◆ Problem description
Retype the records in full, and please keep the pictures out of the copy.

◆ Provided data
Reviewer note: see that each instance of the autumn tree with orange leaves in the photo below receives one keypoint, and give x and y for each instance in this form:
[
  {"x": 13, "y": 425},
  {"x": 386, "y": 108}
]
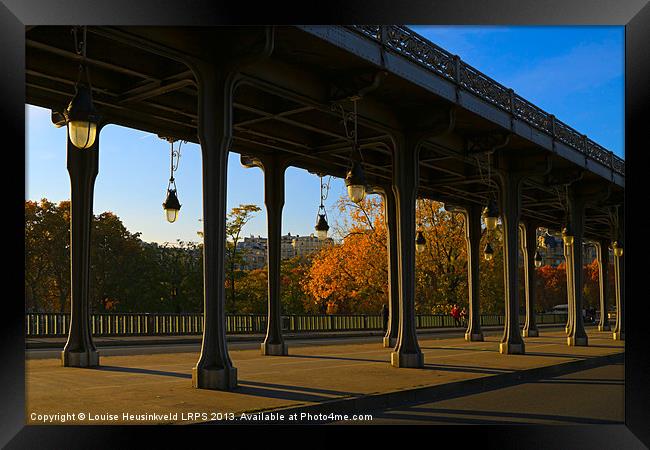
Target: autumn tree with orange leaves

◆ Task solution
Reviewer note: see that each instance of the autumn tree with orange leaves in the photo below receives one keypoint, and give x and y for each instance in this form:
[
  {"x": 13, "y": 425},
  {"x": 386, "y": 108}
]
Target: autumn tree with orange leaves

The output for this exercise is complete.